Detection annotation entries:
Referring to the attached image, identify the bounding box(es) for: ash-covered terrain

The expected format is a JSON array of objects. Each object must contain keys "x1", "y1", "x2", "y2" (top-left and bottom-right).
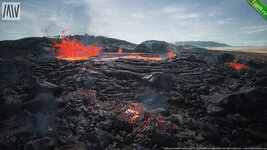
[{"x1": 0, "y1": 37, "x2": 267, "y2": 150}]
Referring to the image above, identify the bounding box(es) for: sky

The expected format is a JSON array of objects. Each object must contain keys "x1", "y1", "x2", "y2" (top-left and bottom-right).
[{"x1": 0, "y1": 0, "x2": 267, "y2": 46}]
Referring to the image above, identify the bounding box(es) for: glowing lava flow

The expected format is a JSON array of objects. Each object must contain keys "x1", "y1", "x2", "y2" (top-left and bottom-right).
[
  {"x1": 48, "y1": 30, "x2": 100, "y2": 60},
  {"x1": 97, "y1": 55, "x2": 163, "y2": 61},
  {"x1": 118, "y1": 48, "x2": 122, "y2": 53},
  {"x1": 229, "y1": 59, "x2": 249, "y2": 70}
]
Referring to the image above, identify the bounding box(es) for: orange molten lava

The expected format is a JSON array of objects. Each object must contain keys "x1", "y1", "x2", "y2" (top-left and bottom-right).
[
  {"x1": 125, "y1": 103, "x2": 145, "y2": 123},
  {"x1": 229, "y1": 59, "x2": 249, "y2": 70},
  {"x1": 168, "y1": 50, "x2": 174, "y2": 58},
  {"x1": 49, "y1": 30, "x2": 100, "y2": 60},
  {"x1": 118, "y1": 48, "x2": 122, "y2": 53},
  {"x1": 98, "y1": 55, "x2": 163, "y2": 61}
]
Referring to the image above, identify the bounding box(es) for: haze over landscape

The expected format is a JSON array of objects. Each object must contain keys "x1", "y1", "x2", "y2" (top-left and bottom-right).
[{"x1": 0, "y1": 0, "x2": 267, "y2": 46}]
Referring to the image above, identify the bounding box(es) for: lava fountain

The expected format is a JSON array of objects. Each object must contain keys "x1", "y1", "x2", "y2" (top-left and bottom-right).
[{"x1": 48, "y1": 30, "x2": 100, "y2": 61}]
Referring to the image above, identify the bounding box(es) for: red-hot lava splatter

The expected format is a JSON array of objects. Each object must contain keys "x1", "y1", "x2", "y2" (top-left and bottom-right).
[
  {"x1": 167, "y1": 47, "x2": 177, "y2": 58},
  {"x1": 46, "y1": 29, "x2": 100, "y2": 60},
  {"x1": 226, "y1": 59, "x2": 249, "y2": 70},
  {"x1": 118, "y1": 48, "x2": 122, "y2": 53}
]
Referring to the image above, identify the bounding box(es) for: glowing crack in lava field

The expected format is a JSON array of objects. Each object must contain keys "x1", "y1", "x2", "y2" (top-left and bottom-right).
[{"x1": 0, "y1": 0, "x2": 267, "y2": 150}]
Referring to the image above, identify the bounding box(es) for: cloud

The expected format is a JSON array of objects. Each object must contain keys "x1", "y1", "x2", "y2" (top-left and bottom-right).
[
  {"x1": 170, "y1": 13, "x2": 201, "y2": 19},
  {"x1": 162, "y1": 5, "x2": 187, "y2": 13},
  {"x1": 244, "y1": 26, "x2": 267, "y2": 34},
  {"x1": 216, "y1": 18, "x2": 233, "y2": 24},
  {"x1": 132, "y1": 13, "x2": 145, "y2": 18}
]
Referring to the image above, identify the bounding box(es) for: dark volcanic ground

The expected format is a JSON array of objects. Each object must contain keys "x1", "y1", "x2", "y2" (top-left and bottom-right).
[{"x1": 0, "y1": 37, "x2": 267, "y2": 149}]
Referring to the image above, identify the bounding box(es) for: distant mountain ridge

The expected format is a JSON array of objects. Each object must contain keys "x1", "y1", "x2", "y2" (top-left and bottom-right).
[
  {"x1": 175, "y1": 41, "x2": 231, "y2": 47},
  {"x1": 0, "y1": 35, "x2": 211, "y2": 58}
]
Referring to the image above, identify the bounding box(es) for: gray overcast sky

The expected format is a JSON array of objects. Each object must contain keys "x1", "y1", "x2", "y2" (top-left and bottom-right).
[{"x1": 0, "y1": 0, "x2": 267, "y2": 46}]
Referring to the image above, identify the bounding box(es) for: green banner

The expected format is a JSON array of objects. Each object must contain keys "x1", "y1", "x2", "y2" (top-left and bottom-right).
[{"x1": 248, "y1": 0, "x2": 267, "y2": 20}]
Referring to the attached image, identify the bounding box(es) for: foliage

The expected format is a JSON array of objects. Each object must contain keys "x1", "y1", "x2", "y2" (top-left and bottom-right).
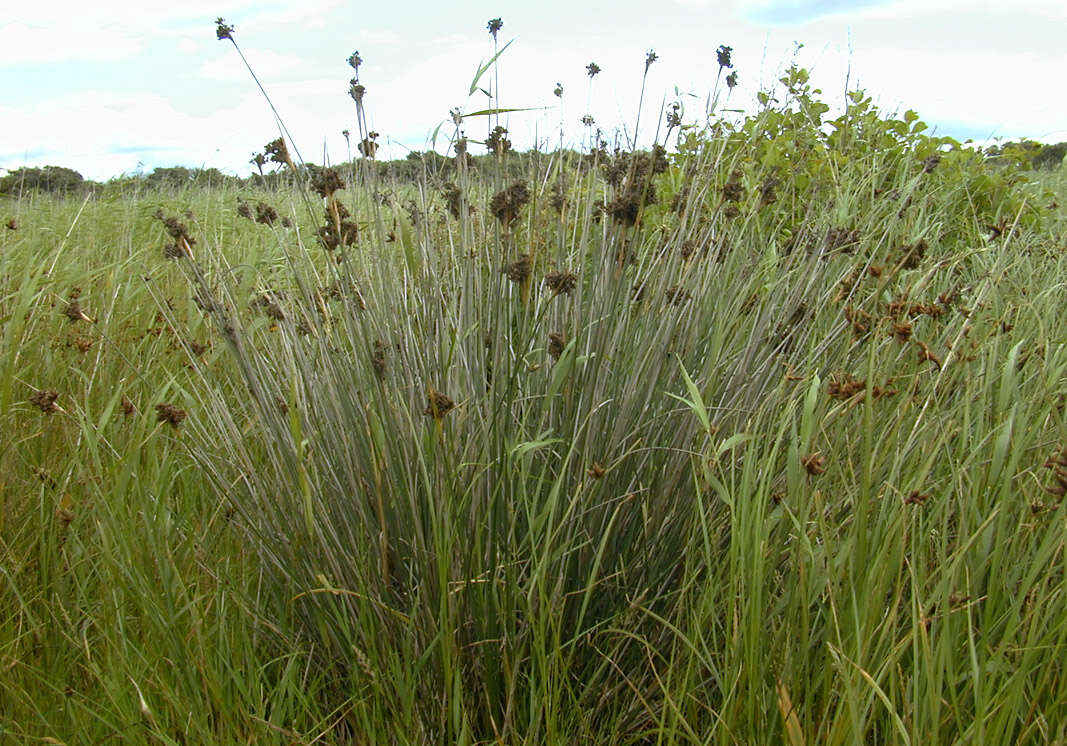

Problem
Identify every line in the entries above that contains the string "glowing", and copy each such line. Treat the match as case-sensitive.

Final answer
Referring to the image above, identify the bounding box(es) for: glowing lava flow
Referring to the image above, identify the bounding box(es) for: glowing crack in lava field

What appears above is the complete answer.